+++ PROVIDED PASSAGE

Book Review: The Right Side of History

By Terri Schlichenmeyer, November 2015 Issue.

Somebody got you started. That’s the hard part and, oftentimes, that’s all you need: a forward-thinking person to lay the framework so you can roll with a project, adding, subtracting, shaping and refining.

The Right Side of History: 100 Years of LGBTQI Activism by Adrian Brooks, foreword by Jonathan D. Katz, Ph.D. Cleis Press, 2015 | $18.95.

Somebody just needed to get you started and you can take it from there, as you’ll see in The Right Side of History: 100 Years of LGBTQI Activism by Adrian Brooks (pictured).

Like most years, this summers’ Pride Parade was a raucous event. And why not? There’s plenty to celebrate: new laws, old friends and a sense of “better,” which can make it hard to remember that “Such gains didn’t occur in a vacuum…” as Brooks says. This book, “a chorus of voices untamed,” is a collection of explanation.

To begin, Brooks writes of Isadora Duncan, a “free spirit” who, when ladies were expected to be proper, danced on-stage with abandon, bared her breasts in public, and slept with whomever she pleased – male or female.

Hayden L. Mora writes of gay life in the early twentieth century, when clubs for “same-sex attraction” began to appear in larger cities, though being caught in a compromising situation then could result in a loss of citizenship.

For Henry Gerber, the choice was a mental institution or U.S. Army; he picked the latter and came back from World War I, “determined to begin organizing gay men …”

The “father of the gay liberation movement” and founder of the Mattachine Society got his fire from another organization’s strike. A well-liked gay African American boy, lovingly called “Pinhead” as a child, grew up to be Martin Luther King, Jr.’s “right-hand man,” while a nerdy white doctor (who happened to sleep with men) changed our notions of male sexuality. Activists today fight for intersex infants, asking doctors to delay sex-assignment surgery. Conversation launched a lesbian organization, and people have stepped into activism roles because of Anita Bryant, out-of-the-closet writers, politics, personal discoveries and a 54-ton quilt.

++++++

WORK INSTRUCTIONS →
1 - From the review, output the passage starting with "By Terri Schlichenmeyer, November" and going on through "Adrian Brooks (pictured).".
2 - Answer these questions from the review:
(a) Who wrote the foreword to the book under review?
(b) Between which two options did Henry Gerber have to choose?
(c) In the early twentieth century, what could being caught in a compromising situation result in?
The rows that come after the review are separate material.

+++ DATA SUPPLIED

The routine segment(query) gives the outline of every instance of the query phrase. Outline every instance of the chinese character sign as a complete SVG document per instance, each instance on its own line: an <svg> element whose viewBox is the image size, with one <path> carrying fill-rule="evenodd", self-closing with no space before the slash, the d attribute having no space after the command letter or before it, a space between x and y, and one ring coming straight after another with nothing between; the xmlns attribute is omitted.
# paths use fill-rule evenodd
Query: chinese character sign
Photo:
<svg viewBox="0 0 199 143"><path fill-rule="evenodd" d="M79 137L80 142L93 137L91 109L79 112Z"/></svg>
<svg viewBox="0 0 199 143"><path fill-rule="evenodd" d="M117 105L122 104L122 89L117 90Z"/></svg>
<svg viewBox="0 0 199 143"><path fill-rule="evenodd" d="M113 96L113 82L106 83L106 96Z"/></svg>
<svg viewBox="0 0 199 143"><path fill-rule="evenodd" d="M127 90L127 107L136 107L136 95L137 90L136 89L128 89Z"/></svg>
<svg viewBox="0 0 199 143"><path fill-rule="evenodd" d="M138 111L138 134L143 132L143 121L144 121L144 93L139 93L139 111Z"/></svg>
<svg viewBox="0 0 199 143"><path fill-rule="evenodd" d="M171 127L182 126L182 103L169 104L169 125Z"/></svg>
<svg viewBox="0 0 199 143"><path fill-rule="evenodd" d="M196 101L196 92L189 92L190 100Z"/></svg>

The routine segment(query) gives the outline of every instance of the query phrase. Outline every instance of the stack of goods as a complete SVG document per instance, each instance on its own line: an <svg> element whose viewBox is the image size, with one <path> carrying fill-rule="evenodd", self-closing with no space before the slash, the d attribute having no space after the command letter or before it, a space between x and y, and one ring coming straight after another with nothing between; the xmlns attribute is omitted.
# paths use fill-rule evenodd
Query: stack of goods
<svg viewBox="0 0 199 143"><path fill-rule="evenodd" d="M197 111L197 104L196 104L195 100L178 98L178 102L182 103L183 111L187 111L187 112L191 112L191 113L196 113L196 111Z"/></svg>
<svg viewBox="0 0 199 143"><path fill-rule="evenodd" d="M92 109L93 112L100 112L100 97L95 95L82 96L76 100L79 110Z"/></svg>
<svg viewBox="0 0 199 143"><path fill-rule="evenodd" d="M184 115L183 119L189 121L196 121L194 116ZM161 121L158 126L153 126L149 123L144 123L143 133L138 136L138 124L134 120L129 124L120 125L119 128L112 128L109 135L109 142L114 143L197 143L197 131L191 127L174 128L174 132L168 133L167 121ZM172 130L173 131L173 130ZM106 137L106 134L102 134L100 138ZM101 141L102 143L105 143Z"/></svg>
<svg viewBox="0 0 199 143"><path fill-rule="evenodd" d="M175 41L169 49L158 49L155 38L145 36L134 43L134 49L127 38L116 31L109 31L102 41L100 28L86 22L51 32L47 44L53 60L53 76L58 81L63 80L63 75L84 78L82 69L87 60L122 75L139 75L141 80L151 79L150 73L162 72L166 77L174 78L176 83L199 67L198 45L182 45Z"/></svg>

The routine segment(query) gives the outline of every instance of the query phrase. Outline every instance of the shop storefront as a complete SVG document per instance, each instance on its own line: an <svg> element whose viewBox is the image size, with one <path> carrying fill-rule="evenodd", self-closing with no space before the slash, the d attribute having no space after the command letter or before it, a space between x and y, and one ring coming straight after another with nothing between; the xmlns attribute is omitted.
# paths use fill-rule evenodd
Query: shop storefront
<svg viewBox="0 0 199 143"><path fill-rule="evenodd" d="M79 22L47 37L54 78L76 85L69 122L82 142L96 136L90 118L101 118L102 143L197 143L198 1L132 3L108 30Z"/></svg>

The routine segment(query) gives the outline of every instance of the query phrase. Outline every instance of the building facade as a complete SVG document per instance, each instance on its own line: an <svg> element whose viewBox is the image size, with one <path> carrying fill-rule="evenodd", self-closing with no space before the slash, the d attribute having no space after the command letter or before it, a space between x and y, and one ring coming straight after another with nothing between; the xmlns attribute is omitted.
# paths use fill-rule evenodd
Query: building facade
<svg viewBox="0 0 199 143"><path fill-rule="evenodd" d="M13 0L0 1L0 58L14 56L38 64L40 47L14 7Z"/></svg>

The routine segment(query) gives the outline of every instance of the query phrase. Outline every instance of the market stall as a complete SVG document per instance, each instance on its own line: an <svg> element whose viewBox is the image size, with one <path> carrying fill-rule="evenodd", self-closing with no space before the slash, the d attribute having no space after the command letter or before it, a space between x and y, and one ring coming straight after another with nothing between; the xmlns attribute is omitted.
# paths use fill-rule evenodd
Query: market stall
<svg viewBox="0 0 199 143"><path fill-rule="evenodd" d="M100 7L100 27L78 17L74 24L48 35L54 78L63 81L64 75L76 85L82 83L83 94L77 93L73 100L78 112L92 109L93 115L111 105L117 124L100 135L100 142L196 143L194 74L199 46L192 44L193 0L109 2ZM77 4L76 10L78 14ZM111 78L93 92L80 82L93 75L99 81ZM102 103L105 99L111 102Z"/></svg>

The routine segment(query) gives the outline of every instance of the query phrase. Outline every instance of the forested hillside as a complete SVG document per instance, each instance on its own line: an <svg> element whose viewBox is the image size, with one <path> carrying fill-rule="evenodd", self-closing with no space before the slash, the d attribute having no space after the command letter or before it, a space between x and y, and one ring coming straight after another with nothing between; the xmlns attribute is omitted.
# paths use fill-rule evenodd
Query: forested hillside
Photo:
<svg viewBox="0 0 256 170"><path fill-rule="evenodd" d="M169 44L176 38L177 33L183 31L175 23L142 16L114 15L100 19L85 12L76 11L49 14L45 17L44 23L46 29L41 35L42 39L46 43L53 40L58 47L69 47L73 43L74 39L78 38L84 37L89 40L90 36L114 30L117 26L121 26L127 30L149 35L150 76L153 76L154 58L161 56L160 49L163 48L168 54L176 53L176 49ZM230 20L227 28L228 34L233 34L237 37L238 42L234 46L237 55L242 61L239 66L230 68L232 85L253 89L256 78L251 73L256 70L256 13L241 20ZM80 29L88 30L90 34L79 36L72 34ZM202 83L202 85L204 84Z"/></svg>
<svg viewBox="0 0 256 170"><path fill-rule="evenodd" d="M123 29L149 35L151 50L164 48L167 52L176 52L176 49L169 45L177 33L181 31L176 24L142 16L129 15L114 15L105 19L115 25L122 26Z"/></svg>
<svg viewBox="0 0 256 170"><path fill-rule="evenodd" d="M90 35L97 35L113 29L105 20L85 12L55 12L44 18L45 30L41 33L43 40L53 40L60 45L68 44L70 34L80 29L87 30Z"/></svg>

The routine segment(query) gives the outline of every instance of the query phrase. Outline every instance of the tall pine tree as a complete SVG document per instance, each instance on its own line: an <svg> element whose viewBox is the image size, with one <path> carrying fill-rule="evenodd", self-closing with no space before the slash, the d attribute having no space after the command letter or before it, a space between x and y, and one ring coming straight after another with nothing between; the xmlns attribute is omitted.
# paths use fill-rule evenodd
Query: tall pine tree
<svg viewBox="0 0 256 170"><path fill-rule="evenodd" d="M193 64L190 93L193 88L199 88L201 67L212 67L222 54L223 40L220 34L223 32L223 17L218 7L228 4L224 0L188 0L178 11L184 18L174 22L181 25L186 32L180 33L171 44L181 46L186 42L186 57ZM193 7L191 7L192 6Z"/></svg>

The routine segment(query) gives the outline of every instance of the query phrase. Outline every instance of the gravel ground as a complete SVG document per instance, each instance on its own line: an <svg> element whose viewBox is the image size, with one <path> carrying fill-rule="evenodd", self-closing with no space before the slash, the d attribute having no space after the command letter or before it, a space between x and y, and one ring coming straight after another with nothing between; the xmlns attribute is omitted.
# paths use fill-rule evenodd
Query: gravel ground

++++++

ANSWERS BY ITEM NUMBER →
1 -
By Terri Schlichenmeyer, November 2015 Issue.

Somebody got you started. That’s the hard part and, oftentimes, that’s all you need: a forward-thinking person to lay the framework so you can roll with a project, adding, subtracting, shaping and refining.

The Right Side of History: 100 Years of LGBTQI Activism by Adrian Brooks, foreword by Jonathan D. Katz, Ph.D. Cleis Press, 2015 | $18.95.

Somebody just needed to get you started and you can take it from there, as you’ll see in The Right Side of History: 100 Years of LGBTQI Activism by Adrian Brooks (pictured).

2 -
(a) Jonathan D. Katz, Ph.D.
(b) A mental institution or the U.S. Army.
(c) A loss of citizenship.